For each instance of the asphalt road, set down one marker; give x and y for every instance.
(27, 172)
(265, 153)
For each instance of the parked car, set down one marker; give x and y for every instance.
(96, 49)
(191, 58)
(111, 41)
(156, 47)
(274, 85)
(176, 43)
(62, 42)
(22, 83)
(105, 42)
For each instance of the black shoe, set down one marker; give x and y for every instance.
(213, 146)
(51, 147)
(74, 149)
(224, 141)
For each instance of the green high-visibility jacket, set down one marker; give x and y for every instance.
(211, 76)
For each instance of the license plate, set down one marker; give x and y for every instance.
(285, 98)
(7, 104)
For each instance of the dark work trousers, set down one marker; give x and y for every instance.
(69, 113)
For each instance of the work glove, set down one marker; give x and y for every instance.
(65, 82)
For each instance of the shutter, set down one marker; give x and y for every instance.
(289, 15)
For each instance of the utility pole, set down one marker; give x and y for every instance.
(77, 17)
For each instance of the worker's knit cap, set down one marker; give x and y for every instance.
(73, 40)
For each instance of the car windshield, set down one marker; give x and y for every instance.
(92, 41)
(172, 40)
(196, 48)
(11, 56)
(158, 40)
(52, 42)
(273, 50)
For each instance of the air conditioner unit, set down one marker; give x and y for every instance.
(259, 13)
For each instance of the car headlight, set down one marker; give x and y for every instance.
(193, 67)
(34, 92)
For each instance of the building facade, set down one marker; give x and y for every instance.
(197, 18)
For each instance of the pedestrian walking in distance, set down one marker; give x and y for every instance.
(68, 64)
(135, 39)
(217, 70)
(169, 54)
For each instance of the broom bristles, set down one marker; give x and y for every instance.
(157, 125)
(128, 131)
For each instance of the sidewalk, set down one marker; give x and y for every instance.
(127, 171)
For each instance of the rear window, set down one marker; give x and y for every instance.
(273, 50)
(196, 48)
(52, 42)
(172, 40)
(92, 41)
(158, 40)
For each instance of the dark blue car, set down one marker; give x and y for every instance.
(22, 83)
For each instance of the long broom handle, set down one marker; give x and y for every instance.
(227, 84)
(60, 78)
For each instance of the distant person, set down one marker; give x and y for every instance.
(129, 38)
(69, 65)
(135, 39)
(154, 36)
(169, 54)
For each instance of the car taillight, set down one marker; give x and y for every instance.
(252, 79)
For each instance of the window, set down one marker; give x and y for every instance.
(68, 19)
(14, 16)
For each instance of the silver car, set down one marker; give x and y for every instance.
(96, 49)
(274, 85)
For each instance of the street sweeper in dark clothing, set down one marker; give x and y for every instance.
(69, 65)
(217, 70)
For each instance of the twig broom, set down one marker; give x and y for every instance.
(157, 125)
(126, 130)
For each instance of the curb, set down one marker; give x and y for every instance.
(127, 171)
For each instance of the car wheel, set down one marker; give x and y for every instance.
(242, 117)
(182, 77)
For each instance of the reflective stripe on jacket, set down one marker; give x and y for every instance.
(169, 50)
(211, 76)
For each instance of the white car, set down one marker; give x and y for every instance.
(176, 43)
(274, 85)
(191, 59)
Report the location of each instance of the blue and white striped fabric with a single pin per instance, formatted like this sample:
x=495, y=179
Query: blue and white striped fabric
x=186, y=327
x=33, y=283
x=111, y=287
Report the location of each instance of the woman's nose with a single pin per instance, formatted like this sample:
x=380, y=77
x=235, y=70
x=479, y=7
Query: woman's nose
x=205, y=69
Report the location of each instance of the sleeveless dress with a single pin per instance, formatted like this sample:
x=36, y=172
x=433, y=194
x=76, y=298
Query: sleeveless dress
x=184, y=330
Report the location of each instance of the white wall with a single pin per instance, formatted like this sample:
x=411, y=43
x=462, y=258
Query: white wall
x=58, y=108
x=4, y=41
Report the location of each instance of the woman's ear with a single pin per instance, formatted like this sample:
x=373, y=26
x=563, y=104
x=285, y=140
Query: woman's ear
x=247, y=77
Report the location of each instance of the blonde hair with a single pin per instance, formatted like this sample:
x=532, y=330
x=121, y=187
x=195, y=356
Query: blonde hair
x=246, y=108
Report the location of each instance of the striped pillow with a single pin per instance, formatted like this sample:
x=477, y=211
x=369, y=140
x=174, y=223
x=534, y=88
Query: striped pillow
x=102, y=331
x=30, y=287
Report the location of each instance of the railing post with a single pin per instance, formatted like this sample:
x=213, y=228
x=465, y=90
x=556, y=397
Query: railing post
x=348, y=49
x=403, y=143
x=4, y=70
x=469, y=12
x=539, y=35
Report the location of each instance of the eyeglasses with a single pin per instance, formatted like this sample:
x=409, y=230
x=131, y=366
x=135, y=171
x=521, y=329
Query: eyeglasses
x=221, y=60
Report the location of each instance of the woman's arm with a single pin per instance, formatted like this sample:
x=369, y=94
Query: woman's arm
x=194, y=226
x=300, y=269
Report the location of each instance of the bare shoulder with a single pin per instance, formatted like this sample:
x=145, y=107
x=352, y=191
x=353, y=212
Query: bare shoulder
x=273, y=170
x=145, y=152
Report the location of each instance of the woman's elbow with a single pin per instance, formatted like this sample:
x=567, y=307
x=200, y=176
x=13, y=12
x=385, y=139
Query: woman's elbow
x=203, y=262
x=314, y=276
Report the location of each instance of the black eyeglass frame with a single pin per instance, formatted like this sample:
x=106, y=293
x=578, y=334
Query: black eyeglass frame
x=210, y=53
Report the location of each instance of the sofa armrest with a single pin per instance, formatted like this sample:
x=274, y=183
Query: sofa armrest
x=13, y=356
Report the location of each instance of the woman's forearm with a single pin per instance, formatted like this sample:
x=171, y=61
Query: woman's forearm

------------------------------------------------------------

Exercise prompt: Every line from the one that contains "x=200, y=176" down to and including the last line of the records above must be set down exactly, with nothing else.

Task answer:
x=200, y=176
x=13, y=12
x=385, y=139
Query: woman's elbow
x=203, y=262
x=314, y=276
Report the location of each instance of the black eyeglass frame with a single pin per instance, formatted like this sample:
x=106, y=293
x=578, y=334
Query: black eyeglass frame
x=210, y=53
Report the location of each instance of the sofa armrest with a single pin per instance, formatted like this sample:
x=274, y=183
Query: sofa armrest
x=13, y=356
Report the location of each instance of the woman's forearm with a single pin per instance, formatted like this sample:
x=171, y=61
Query: woman's forearm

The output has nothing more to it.